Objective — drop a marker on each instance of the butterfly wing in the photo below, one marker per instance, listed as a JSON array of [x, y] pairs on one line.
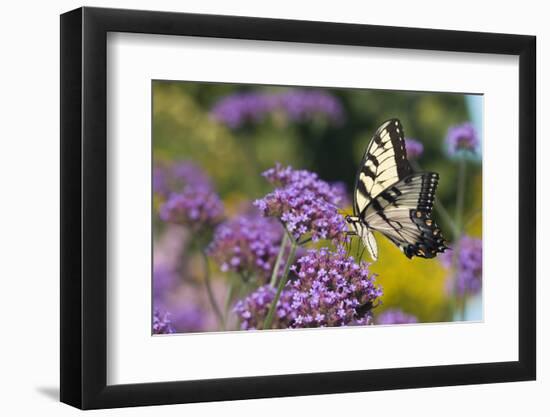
[[402, 213], [384, 163]]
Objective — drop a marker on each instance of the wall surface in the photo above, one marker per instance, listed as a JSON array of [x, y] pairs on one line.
[[29, 175]]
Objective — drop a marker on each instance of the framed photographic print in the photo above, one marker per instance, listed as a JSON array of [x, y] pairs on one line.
[[258, 207]]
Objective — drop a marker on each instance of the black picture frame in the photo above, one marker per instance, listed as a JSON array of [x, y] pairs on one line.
[[84, 207]]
----------
### Goal of the exercise
Turn every one of the records above into a Markdown table with the columns "Row" and "Text". Put a row number under "Row" and one line under "Text", and skip blank lines and the picture.

### Result of this task
| Row | Text |
|---|---|
| 1 | Objective — drop a marker on each instance of the butterfly wing in the photo below, one marker per instance, listed as a JSON array of [x, y] pairs on one line. |
| 2 | [[402, 213], [384, 163]] |
| 3 | Objective — drop a marker on each instance of the wall surface in the photo above, one marker per instance, listed as a JSON array of [x, y] pairs on one line. |
| 4 | [[29, 175]] |
| 5 | Objective — drop a marker on each instance of the framed photographic print in the photo above, one marker per instance, listed as a JSON array of [x, y] pairs on one line. |
| 6 | [[258, 207]] |
| 7 | Objective — drop a marker on each instance of the black picture frame in the photo above, one marker per instance, listed as a JSON array of [x, y] pairs on one line. |
| 8 | [[84, 207]] |